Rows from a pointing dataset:
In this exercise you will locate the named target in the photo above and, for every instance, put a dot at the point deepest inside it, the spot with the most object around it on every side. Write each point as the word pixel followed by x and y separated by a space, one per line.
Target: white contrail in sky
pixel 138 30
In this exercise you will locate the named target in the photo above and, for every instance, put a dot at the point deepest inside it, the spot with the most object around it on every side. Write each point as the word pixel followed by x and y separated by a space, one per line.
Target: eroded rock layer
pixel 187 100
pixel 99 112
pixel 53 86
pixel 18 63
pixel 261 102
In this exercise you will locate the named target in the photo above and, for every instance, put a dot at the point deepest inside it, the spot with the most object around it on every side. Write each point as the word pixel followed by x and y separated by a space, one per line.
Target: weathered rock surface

Request: Could you copy every line of the material above, word for word and in the same order?

Exercise output:
In this exercise you will locate the named target in the photo above and, for every instance, put a dot at the point deepest inside it, the spot with the most object around it on every side. Write each point as the word pixel followed by x and y separated by a space, one per line.
Target: white contrail in sky
pixel 138 30
In this exercise you will locate the named target in the photo above and, for every instance, put a dot at the point deepest inside it, the spot with the most object around it on every side. Write each point as the word pixel followed by x and y separated by a space, one per line.
Target: eroded rock layer
pixel 187 100
pixel 99 112
pixel 53 86
pixel 18 63
pixel 261 102
In this exercise you will locate the named target in the photo above and, for every instance, put a dot at the point deepest inside it, the spot with the most object around it on every side. Write each point as the word pixel followed by x and y separated by a space, one per line.
Target: weathered rock surface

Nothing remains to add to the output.